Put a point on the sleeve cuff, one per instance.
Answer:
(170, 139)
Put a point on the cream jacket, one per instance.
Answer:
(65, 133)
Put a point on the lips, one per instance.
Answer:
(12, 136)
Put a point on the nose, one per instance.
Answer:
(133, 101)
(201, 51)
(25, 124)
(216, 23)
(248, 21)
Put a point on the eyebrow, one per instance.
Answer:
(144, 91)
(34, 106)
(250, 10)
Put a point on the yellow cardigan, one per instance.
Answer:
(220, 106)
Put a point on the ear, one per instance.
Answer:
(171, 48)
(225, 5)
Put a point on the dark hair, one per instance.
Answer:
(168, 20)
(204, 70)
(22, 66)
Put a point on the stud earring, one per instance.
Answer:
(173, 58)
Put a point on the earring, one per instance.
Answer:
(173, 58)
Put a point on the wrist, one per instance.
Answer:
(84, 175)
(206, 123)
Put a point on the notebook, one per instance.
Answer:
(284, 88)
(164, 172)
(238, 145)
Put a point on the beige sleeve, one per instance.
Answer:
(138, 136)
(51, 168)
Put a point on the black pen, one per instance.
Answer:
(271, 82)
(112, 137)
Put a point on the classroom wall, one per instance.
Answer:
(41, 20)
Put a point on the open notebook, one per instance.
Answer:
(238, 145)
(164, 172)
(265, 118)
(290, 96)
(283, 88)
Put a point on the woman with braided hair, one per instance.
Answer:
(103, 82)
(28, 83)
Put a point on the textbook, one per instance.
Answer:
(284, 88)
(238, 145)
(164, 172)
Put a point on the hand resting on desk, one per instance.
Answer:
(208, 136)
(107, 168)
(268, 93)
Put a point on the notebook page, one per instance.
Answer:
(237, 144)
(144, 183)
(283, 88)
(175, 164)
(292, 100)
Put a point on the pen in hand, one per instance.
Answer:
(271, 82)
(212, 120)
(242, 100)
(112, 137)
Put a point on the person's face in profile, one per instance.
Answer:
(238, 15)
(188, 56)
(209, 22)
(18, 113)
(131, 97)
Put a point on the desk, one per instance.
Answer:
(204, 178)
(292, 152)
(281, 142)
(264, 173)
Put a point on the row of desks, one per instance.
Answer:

---

TRY IT. The lines to copy are those above that contain the string "hand".

TASK ANSWER.
Put a point on the hand resting on desk, one per instance.
Put a point on the pen in hand, one per instance.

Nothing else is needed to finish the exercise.